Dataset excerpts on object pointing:
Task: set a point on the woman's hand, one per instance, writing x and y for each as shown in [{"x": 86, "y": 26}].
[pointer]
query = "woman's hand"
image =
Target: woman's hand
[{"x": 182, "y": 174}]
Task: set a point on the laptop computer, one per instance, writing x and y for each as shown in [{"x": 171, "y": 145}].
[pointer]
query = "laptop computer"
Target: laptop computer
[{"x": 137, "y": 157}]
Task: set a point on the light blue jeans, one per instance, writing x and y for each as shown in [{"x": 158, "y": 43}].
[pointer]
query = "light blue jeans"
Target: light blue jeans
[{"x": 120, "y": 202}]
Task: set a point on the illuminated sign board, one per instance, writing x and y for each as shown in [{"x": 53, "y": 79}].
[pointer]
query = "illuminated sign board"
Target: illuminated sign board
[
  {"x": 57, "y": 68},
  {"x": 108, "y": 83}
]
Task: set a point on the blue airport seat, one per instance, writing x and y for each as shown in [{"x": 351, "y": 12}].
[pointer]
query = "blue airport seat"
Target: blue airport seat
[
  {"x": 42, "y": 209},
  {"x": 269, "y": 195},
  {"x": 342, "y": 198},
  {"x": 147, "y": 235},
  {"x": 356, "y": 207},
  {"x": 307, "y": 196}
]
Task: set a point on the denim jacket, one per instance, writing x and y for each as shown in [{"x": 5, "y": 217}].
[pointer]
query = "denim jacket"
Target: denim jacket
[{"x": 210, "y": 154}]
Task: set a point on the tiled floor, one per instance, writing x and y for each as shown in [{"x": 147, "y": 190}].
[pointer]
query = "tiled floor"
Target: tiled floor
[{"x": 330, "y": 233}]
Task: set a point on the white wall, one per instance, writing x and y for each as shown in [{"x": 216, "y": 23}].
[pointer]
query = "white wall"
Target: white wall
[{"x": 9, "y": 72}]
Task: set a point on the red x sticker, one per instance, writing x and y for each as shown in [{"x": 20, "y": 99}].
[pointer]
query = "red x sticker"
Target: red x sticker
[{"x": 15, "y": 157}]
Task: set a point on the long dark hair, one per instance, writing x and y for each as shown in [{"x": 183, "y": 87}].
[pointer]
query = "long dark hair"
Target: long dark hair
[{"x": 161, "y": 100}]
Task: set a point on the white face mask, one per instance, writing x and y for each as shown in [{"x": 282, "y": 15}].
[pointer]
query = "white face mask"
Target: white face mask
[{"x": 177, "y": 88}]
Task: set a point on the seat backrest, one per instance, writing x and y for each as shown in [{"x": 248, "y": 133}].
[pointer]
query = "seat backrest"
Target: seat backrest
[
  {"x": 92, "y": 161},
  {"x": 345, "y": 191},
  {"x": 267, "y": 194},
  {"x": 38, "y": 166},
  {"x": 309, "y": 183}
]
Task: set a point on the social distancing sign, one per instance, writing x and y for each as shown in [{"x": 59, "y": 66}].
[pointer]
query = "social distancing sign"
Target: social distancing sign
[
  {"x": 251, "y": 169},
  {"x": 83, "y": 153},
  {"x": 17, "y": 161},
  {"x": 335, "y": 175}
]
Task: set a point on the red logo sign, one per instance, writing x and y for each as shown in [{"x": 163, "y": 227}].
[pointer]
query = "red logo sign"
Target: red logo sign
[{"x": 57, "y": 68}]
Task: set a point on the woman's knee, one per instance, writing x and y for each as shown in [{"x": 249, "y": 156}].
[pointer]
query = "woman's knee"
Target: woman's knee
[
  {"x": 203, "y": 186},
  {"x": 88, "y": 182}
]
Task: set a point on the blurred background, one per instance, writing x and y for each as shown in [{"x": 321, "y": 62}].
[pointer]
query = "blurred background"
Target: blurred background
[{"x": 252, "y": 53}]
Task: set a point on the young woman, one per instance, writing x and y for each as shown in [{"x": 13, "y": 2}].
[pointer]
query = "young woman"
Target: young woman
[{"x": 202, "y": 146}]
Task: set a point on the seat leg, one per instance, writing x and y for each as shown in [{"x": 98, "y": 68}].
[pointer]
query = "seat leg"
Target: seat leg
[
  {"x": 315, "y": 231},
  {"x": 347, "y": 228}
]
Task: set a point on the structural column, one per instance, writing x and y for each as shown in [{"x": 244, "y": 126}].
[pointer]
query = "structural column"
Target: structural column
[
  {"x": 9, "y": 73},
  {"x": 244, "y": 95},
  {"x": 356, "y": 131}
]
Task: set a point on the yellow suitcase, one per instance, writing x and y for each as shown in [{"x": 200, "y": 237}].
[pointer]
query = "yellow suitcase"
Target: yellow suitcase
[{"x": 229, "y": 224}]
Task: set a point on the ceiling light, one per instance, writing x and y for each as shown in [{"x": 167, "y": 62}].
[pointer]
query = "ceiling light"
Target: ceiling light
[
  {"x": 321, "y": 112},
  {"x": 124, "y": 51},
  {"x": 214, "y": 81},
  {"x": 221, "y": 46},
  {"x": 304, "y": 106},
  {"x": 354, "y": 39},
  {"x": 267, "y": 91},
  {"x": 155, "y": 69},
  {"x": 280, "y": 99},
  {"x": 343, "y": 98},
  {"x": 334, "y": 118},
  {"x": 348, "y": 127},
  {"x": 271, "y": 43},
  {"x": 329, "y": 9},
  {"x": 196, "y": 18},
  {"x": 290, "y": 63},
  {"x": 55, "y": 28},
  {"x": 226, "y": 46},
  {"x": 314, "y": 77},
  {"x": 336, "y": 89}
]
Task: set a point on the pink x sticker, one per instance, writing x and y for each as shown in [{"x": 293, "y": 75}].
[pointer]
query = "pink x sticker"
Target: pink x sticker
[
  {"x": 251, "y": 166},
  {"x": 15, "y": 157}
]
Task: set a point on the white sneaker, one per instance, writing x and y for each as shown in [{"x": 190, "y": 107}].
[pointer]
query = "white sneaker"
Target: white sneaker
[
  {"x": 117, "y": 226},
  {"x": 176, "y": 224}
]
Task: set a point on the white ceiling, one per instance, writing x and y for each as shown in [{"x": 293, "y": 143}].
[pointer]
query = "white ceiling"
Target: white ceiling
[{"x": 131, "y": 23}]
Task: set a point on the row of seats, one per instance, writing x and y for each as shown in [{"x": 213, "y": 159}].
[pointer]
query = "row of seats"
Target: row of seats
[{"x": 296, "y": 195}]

* _Stated goal_: Retype the material in full. Each word must match.

* _Task response_:
Task: set a point on the woman's hand, one per instance, writing x and y for each as shown in [{"x": 86, "y": 26}].
[pointer]
query = "woman's hand"
image =
Target: woman's hand
[{"x": 182, "y": 174}]
Task: set a point on the laptop computer, one per instance, writing x and y for each as shown in [{"x": 171, "y": 145}].
[pointer]
query = "laptop computer"
Target: laptop computer
[{"x": 137, "y": 157}]
Task: set a point on the light blue jeans, one per instance, writing x and y for each as shown in [{"x": 158, "y": 43}].
[pointer]
query = "light blue jeans"
Target: light blue jeans
[{"x": 120, "y": 202}]
Task: set a point on the illuminated sign board, one per instance, writing x and y for each as shown in [{"x": 53, "y": 79}].
[pointer]
query = "illuminated sign board"
Target: illuminated sign board
[
  {"x": 57, "y": 68},
  {"x": 108, "y": 83}
]
Task: set a point on the blue airport seat, one per instance, writing x and y for each as shown in [{"x": 351, "y": 12}].
[pointer]
query = "blue airport seat"
Target: blue airport seat
[
  {"x": 42, "y": 209},
  {"x": 269, "y": 195},
  {"x": 342, "y": 198},
  {"x": 147, "y": 235},
  {"x": 356, "y": 207},
  {"x": 307, "y": 196}
]
Task: set a point on the denim jacket, one per instance, writing x and y for each as shown in [{"x": 5, "y": 217}].
[pointer]
query = "denim jacket"
Target: denim jacket
[{"x": 210, "y": 154}]
Task: set a point on the tiled floor, one per instance, writing x and y for each as shown in [{"x": 147, "y": 190}].
[pointer]
query = "tiled floor"
Target: tiled floor
[{"x": 330, "y": 233}]
Task: set a point on the white wall, one per instance, writing x and y for each as shown in [{"x": 216, "y": 23}].
[pointer]
query = "white wall"
Target: white wall
[{"x": 9, "y": 72}]
Task: set a point on the red x sticker, one per instance, writing x and y for each as shown in [{"x": 20, "y": 99}].
[pointer]
query = "red x sticker"
Target: red x sticker
[{"x": 15, "y": 157}]
Task: set a point on the long dark hair, one per instance, writing x and y for each as shown in [{"x": 183, "y": 87}].
[pointer]
query = "long dark hair"
Target: long dark hair
[{"x": 161, "y": 100}]
Task: set a point on the white face mask, one per instance, writing x and y for each as shown in [{"x": 282, "y": 15}].
[pointer]
query = "white face mask"
Target: white face mask
[{"x": 177, "y": 88}]
Task: set a point on the seat backrest, one per instance, writing x and y for each as shown in [{"x": 248, "y": 133}].
[pointer]
query = "seat backrest"
Target: seat backrest
[
  {"x": 92, "y": 161},
  {"x": 345, "y": 191},
  {"x": 267, "y": 194},
  {"x": 38, "y": 166},
  {"x": 309, "y": 183}
]
Task: set a point on the social distancing sign, one per instance, writing x and y for each as shown in [{"x": 59, "y": 66}].
[pointer]
query = "social distancing sign"
Target: social distancing sign
[
  {"x": 251, "y": 169},
  {"x": 83, "y": 153},
  {"x": 17, "y": 161},
  {"x": 335, "y": 175}
]
Task: set a point on the red logo sign, one per instance, writing x and y for each as shown in [{"x": 163, "y": 227}].
[pointer]
query = "red logo sign"
Target: red logo sign
[{"x": 57, "y": 68}]
Task: set a point on the woman's knee, one per instance, writing x and y for each as shown in [{"x": 249, "y": 156}].
[pointer]
query = "woman's knee"
Target: woman's knee
[
  {"x": 203, "y": 186},
  {"x": 88, "y": 182}
]
Task: set a point on the blurred background, one per instance, writing x and y for each as shown in [{"x": 321, "y": 62}].
[pointer]
query = "blurred background"
Target: blurred background
[{"x": 252, "y": 53}]
Task: set a point on the young woman, one per instance, writing x and y for each as shown in [{"x": 13, "y": 2}].
[pointer]
query = "young woman"
Target: young woman
[{"x": 202, "y": 146}]
Task: set a point on the seat leg, one per instance, writing x and y for each as shown in [{"x": 98, "y": 68}].
[pointer]
query = "seat leg"
Target: seat leg
[
  {"x": 315, "y": 231},
  {"x": 347, "y": 228}
]
Task: set a point on the structural column, one per instance, writing x and y for each as shown in [{"x": 244, "y": 126}].
[pointer]
query = "structural column"
Target: structural column
[
  {"x": 9, "y": 73},
  {"x": 244, "y": 95},
  {"x": 356, "y": 131}
]
Task: set a point on the yellow suitcase, one per instance, writing x and y for each as shown in [{"x": 200, "y": 237}].
[pointer]
query = "yellow suitcase"
Target: yellow suitcase
[{"x": 229, "y": 224}]
Task: set a point on the ceiling light, one per instance, writing x and y for each as shown in [{"x": 167, "y": 62}].
[pointer]
query = "ceiling light"
Target: ceiling light
[
  {"x": 321, "y": 112},
  {"x": 124, "y": 51},
  {"x": 214, "y": 81},
  {"x": 221, "y": 46},
  {"x": 304, "y": 106},
  {"x": 354, "y": 39},
  {"x": 267, "y": 91},
  {"x": 155, "y": 69},
  {"x": 280, "y": 99},
  {"x": 343, "y": 98},
  {"x": 334, "y": 118},
  {"x": 348, "y": 127},
  {"x": 271, "y": 43},
  {"x": 329, "y": 9},
  {"x": 196, "y": 18},
  {"x": 290, "y": 63},
  {"x": 55, "y": 28},
  {"x": 226, "y": 46},
  {"x": 314, "y": 77},
  {"x": 336, "y": 89}
]
Task: set a point on the pink x sticker, one per instance, writing x and y for each as shown in [{"x": 293, "y": 75}].
[pointer]
query = "pink x sticker"
Target: pink x sticker
[
  {"x": 251, "y": 166},
  {"x": 15, "y": 157}
]
Task: set a point on the white sneaker, one per instance, writing x and y for each as shown in [{"x": 190, "y": 107}].
[pointer]
query = "white sneaker"
Target: white sneaker
[
  {"x": 117, "y": 226},
  {"x": 176, "y": 224}
]
Task: set a point on the white ceiling, one per instance, writing x and y for each as shown in [{"x": 293, "y": 143}].
[pointer]
query = "white ceiling"
Target: white ceiling
[{"x": 131, "y": 23}]
Task: set a point on the row of seats, one per instance, writing x and y for each as shown in [{"x": 213, "y": 159}].
[pointer]
query = "row of seats"
Target: row of seats
[{"x": 296, "y": 195}]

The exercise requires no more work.